### What you should do
Without including any picture, return the complete set of records exactly.

### Region pointing data
┌────────

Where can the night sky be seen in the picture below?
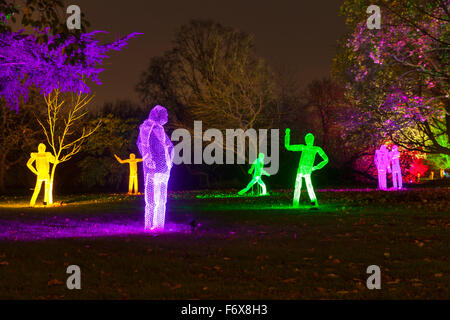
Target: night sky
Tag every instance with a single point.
(297, 35)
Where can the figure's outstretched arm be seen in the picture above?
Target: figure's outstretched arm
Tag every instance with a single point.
(120, 160)
(287, 142)
(52, 158)
(30, 165)
(323, 162)
(252, 167)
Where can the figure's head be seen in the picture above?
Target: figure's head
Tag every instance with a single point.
(309, 139)
(159, 115)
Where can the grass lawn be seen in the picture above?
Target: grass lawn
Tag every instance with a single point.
(243, 248)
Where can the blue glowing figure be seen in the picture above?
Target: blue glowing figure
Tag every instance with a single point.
(157, 152)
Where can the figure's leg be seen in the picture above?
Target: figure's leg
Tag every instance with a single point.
(298, 189)
(149, 201)
(130, 185)
(250, 184)
(379, 180)
(310, 189)
(263, 186)
(37, 189)
(382, 180)
(46, 192)
(159, 217)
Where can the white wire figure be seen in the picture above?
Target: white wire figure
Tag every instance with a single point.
(257, 169)
(382, 163)
(156, 149)
(394, 157)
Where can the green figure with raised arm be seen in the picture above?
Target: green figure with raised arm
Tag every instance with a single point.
(258, 170)
(306, 165)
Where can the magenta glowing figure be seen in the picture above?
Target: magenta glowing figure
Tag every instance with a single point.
(394, 157)
(382, 164)
(156, 149)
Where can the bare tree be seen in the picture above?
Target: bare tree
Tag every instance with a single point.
(61, 128)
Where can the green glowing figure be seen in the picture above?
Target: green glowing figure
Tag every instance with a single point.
(258, 170)
(306, 165)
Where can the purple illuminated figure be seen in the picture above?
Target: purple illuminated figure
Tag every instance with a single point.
(382, 164)
(394, 157)
(157, 152)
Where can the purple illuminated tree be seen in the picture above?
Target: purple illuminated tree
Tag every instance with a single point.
(398, 76)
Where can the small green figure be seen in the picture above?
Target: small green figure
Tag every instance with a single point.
(306, 165)
(258, 170)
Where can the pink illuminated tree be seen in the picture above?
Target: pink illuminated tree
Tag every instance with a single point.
(398, 76)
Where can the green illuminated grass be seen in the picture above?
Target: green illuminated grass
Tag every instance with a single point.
(244, 248)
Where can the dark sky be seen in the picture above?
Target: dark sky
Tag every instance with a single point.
(297, 34)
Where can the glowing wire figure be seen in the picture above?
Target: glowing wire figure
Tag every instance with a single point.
(306, 165)
(157, 151)
(258, 170)
(133, 182)
(382, 163)
(394, 157)
(42, 171)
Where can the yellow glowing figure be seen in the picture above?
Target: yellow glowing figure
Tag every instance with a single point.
(42, 170)
(133, 172)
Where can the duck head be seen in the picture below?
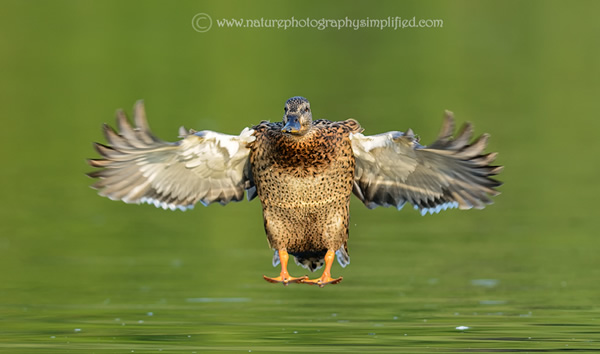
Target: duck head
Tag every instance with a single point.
(297, 119)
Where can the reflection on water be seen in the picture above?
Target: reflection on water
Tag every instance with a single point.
(84, 274)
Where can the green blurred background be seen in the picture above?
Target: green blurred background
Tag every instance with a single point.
(84, 274)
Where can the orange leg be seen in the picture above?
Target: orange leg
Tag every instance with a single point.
(284, 276)
(326, 277)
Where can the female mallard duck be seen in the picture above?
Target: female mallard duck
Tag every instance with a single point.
(303, 173)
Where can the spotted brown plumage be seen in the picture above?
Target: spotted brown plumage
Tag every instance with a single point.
(303, 172)
(304, 183)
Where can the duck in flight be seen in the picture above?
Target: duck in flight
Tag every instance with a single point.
(302, 171)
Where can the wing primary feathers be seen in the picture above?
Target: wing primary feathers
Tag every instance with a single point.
(391, 169)
(137, 167)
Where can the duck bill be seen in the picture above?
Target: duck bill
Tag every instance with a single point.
(292, 125)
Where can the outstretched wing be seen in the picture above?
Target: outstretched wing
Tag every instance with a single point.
(205, 167)
(393, 168)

└────────

### Answer to this problem
Where can the night sky be seen in the picture below?
Target: night sky
Tag every instance with a single point.
(297, 35)
Where can the figure's outstretched arm be seen in the picture above?
Target: figure's outstretched arm
Tag every instance with a single point.
(120, 160)
(287, 142)
(52, 158)
(30, 165)
(323, 162)
(252, 167)
Where can the figure's head be seen in the picture above?
Target: figure's head
Tag every instance with a single point.
(309, 139)
(159, 115)
Where can the grass lawn be seen in the picture above?
Target: grass lawn
Tag every instance with a single point.
(243, 248)
Where can the blue glowing figure be seen in the picture above?
Target: blue glowing figure
Tag every instance with a single point.
(157, 152)
Where can the figure's leg be seen in the picture above?
Target: figure's leg
Tag every instance with a single point.
(298, 189)
(149, 201)
(130, 185)
(250, 184)
(379, 180)
(310, 189)
(263, 186)
(37, 189)
(382, 180)
(46, 192)
(159, 217)
Where can the white wire figure be seen in the picture above?
Target: white wire figure
Tag every instance with a single point.
(257, 169)
(382, 163)
(156, 149)
(394, 157)
Where can the green figure with raised arm be seen in the picture above?
Target: green figure with raised arm
Tag every instance with a single point.
(258, 170)
(306, 165)
Where can the magenta glowing figure be seen in the picture above?
Target: magenta glowing figure
Tag every instance with a single point.
(394, 157)
(382, 164)
(156, 149)
Where can the bare tree be seen in the picture above?
Target: bare tree
Tag every instance with a single point.
(61, 128)
Where can the green glowing figure be seen in the picture above?
Target: green glowing figure
Tag every instance with a single point.
(258, 170)
(306, 165)
Where can the purple illuminated figure be seen in the picture above?
Target: purple illuminated figure
Tag every instance with a single point.
(382, 164)
(394, 157)
(157, 152)
Where can the purple illuminated tree be seen in the picture above?
Target: purple illuminated tree
Tag every instance with a single point.
(398, 76)
Where can the small green figure be seen in the picture above?
Target: small green figure
Tag every instance with a single point.
(306, 165)
(258, 170)
Where can the pink illuminated tree be seen in the picture above?
Target: pink illuminated tree
Tag every instance with a single point.
(398, 76)
Where can the green illuminated grass be seen in the picture above?
Target: green illuminated grass
Tag every instance with a single point.
(244, 248)
Where can the dark sky be seen in the picture above?
Target: dark sky
Tag every instance with a single point.
(297, 34)
Where can the glowing wire figure be seen in the picture above?
Target: glowing wire figure
Tag every instance with a single point.
(306, 165)
(157, 151)
(258, 170)
(133, 182)
(382, 163)
(394, 157)
(42, 171)
Where can the yellow glowing figure be seen in the picture above?
Target: yellow glowing figure
Tag every instance with a single point.
(42, 170)
(133, 172)
Where can the duck head be seen in the picture below?
Target: duck head
Tag every instance with a single point.
(297, 119)
Where can the reflection on water be seen in the picture above?
Target: reflection on water
Tag every instance with a single point.
(84, 274)
Where can the green blurred background be seen in the picture above?
Target: green blurred background
Tag every instance with a single point.
(84, 274)
Where can the orange leg be seen in the picture above?
Target: orange leg
Tag every instance with a single point.
(284, 276)
(326, 277)
Where can the female mallard duck be seen in the picture above?
Target: female mallard duck
Tag every instance with a single point.
(303, 173)
Where can the spotted brown plumage be seen in the picture above?
Target: spotted brown plumage
Tag every instance with a single point.
(303, 172)
(304, 183)
Where can the duck in flight be seen in the picture above?
Target: duck in flight
Tag every instance with a single point.
(302, 171)
Where can the wing primary feathers be seen in the picture above?
Target: wing primary feathers
Tag every instance with a single point.
(391, 169)
(137, 167)
Where can the duck bill be seen in the picture above?
Target: duck bill
Tag every instance with a single point.
(292, 125)
Where can the outstretched wing be seen in the picture above?
Target: outstretched wing
Tag every instance with a single point.
(205, 167)
(393, 168)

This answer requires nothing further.